Prompt: Return, unchanged and with no pictures, the lines below from the very first through the one that contains "Target: fence".

== Segment start ==

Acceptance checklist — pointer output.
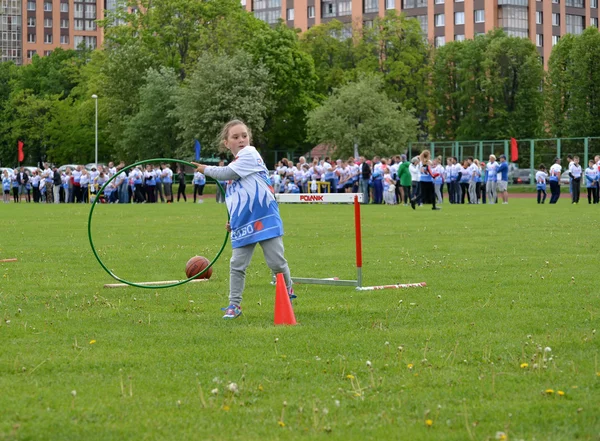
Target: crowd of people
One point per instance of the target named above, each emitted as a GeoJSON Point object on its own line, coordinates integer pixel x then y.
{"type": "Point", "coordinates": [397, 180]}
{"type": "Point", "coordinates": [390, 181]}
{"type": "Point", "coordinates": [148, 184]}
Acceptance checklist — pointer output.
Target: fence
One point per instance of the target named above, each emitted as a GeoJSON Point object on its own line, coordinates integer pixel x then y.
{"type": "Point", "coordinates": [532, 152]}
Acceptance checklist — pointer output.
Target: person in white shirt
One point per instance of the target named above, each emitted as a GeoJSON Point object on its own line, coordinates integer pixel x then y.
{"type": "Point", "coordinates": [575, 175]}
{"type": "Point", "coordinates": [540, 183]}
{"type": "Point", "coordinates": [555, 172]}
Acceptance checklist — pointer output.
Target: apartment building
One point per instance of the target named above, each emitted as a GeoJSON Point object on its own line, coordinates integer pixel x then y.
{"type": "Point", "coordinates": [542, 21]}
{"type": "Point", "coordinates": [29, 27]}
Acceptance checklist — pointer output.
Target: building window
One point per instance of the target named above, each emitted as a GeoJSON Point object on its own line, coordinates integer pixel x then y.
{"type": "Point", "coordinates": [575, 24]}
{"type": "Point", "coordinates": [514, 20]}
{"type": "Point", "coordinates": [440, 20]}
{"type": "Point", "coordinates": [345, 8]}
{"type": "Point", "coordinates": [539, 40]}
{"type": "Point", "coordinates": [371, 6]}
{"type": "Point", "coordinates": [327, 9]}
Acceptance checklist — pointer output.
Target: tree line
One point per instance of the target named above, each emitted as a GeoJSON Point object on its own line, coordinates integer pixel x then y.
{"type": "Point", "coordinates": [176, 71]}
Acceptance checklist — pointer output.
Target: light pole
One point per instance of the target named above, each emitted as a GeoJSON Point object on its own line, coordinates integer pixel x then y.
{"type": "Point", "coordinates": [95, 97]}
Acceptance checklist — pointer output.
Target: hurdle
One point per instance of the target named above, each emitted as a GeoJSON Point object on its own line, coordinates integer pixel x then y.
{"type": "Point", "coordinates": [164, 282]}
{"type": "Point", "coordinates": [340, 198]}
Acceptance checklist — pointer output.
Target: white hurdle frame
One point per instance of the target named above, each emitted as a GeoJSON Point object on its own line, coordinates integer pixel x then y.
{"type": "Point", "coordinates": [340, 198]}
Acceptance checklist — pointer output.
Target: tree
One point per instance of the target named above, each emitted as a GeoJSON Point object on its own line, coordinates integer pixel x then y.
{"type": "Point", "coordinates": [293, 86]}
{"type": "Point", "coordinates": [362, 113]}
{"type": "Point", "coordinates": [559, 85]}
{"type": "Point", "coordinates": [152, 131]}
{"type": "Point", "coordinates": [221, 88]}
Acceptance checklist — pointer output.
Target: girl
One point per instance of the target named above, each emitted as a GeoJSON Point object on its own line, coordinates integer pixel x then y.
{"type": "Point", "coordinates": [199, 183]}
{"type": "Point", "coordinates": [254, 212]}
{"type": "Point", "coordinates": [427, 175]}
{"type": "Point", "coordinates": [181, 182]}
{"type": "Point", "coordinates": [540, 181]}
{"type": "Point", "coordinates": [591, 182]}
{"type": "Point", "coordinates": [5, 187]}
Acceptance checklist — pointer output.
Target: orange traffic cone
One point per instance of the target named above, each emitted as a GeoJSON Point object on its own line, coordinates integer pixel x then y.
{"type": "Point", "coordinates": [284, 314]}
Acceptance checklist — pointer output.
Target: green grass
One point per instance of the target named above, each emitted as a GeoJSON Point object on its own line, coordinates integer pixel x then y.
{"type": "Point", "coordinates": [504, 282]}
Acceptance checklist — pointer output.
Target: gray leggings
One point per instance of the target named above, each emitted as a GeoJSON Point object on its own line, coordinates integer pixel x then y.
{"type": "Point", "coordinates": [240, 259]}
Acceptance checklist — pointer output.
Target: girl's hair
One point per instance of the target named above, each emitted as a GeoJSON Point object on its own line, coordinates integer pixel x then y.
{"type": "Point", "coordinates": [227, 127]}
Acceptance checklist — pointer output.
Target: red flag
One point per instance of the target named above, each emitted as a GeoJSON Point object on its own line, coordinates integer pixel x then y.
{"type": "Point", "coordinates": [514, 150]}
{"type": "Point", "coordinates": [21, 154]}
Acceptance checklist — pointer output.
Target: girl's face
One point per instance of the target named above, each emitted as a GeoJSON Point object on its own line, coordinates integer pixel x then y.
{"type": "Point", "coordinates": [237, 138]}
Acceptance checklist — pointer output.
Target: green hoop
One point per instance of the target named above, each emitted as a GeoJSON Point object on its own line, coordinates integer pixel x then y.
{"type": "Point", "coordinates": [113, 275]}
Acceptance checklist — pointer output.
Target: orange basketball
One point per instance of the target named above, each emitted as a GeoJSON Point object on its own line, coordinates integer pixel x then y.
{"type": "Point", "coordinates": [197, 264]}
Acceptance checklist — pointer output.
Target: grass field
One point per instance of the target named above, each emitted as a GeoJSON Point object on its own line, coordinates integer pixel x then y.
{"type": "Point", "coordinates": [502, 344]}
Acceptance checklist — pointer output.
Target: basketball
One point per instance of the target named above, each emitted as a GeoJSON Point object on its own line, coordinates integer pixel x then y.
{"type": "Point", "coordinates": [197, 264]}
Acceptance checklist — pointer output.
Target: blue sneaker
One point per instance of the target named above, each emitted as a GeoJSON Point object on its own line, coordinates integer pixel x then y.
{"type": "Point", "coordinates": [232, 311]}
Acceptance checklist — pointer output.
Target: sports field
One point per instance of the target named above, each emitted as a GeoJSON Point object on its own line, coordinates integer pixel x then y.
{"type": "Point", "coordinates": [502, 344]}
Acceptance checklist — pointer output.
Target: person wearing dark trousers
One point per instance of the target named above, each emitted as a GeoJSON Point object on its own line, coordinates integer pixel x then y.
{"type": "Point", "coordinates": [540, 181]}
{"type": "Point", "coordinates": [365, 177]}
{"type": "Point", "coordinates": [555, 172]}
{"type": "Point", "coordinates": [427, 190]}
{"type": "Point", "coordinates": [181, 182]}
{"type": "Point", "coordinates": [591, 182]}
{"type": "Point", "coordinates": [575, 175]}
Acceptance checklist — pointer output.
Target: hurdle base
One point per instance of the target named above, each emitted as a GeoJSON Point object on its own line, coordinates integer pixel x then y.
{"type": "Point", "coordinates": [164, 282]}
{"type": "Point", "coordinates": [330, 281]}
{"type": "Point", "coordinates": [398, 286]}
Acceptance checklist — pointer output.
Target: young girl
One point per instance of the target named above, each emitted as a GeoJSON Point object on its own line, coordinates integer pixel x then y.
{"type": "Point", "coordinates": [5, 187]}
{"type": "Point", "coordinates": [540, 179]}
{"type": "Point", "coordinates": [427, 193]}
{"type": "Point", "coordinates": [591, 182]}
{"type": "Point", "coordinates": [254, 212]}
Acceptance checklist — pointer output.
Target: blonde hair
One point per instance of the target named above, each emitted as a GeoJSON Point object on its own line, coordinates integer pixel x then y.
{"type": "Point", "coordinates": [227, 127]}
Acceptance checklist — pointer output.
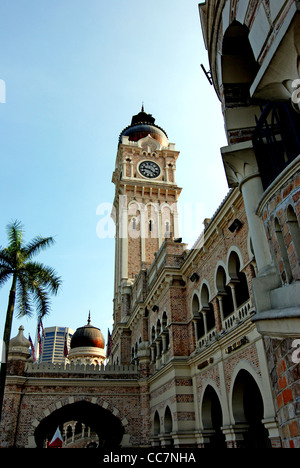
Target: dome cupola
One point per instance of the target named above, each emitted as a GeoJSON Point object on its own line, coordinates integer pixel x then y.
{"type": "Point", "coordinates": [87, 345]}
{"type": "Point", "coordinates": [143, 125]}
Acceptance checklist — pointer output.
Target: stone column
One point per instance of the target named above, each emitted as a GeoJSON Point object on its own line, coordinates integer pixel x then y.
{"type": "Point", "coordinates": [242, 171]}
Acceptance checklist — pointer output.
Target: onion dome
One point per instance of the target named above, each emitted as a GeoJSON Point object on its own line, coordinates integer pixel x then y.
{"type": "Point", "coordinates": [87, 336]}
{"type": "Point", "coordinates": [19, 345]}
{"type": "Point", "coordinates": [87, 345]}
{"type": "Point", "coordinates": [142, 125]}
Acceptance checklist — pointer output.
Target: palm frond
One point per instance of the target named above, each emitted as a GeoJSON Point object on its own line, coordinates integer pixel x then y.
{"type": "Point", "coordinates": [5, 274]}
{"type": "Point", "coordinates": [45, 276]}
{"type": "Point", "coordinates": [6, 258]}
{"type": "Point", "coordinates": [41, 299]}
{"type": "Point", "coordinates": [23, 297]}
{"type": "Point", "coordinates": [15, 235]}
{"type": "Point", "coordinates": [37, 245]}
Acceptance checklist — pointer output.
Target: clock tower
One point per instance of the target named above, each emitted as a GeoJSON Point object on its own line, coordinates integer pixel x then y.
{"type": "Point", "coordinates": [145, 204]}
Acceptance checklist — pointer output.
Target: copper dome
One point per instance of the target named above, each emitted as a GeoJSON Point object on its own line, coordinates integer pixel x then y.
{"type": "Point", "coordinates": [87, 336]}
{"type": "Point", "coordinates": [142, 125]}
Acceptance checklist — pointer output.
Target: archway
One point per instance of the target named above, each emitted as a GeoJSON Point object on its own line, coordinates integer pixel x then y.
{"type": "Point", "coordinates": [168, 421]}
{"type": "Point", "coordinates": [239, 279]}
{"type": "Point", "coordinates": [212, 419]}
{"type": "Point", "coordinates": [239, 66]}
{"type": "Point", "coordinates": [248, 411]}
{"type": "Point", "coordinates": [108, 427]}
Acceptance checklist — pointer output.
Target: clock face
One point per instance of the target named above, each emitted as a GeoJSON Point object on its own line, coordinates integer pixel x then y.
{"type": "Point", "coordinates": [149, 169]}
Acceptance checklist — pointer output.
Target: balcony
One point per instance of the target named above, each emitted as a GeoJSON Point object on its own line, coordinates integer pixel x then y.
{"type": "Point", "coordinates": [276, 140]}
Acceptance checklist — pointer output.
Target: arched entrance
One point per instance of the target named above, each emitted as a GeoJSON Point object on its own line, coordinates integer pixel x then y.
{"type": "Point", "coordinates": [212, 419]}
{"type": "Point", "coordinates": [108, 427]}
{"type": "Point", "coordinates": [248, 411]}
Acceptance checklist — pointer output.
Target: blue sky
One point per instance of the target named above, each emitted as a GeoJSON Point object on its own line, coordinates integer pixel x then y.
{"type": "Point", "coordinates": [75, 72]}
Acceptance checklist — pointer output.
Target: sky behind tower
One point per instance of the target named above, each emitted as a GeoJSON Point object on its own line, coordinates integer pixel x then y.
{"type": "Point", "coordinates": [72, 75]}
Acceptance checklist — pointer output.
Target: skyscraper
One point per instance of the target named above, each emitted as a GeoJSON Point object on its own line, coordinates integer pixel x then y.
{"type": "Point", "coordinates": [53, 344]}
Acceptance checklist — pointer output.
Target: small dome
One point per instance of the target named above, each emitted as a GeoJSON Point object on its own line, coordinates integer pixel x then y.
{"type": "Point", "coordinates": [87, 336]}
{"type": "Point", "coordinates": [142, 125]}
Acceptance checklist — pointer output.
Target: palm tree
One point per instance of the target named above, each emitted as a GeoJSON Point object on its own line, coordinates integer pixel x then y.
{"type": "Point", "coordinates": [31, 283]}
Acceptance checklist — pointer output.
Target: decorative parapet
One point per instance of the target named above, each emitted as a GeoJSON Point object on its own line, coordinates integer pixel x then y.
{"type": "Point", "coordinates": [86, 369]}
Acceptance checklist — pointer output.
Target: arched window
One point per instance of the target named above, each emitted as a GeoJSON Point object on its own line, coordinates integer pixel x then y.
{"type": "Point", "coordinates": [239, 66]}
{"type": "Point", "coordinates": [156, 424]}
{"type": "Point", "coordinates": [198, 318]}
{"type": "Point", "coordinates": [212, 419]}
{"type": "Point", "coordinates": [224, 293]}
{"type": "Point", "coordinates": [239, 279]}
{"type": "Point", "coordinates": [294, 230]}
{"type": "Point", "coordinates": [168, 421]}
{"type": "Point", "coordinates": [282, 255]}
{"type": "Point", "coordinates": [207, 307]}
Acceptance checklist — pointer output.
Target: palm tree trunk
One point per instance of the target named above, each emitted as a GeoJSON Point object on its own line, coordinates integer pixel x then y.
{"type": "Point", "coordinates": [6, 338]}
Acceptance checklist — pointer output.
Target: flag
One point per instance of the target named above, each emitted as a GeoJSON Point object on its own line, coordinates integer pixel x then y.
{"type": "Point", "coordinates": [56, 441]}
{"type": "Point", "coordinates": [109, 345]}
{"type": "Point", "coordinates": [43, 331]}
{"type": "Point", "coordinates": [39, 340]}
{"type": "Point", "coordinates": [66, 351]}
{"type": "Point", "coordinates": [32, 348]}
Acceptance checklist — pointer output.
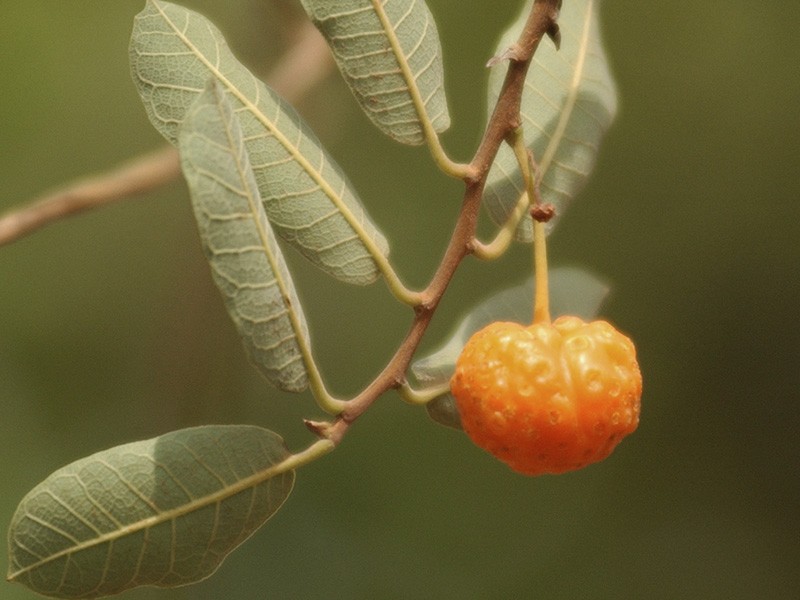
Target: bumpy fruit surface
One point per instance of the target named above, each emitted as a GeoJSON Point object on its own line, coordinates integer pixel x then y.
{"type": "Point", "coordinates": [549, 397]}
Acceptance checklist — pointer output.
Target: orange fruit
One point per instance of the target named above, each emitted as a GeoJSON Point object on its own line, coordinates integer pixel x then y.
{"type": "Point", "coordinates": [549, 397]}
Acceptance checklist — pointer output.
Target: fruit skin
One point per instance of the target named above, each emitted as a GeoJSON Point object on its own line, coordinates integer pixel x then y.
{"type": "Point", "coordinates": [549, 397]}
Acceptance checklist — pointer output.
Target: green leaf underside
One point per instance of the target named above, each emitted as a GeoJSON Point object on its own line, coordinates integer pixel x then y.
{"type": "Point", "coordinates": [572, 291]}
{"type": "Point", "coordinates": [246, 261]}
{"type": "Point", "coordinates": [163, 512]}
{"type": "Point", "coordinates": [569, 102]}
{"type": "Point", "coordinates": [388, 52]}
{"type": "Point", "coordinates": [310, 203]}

== Segment end ==

Task result:
Acceptance checklist — pointer output.
Target: crowd of people
One point per instance of the target named above, each emitted as a GeoJSON Point object on its own line, coordinates integer pixel x then y.
{"type": "Point", "coordinates": [397, 180]}
{"type": "Point", "coordinates": [390, 181]}
{"type": "Point", "coordinates": [148, 184]}
Acceptance checklist — pointer output.
Target: fence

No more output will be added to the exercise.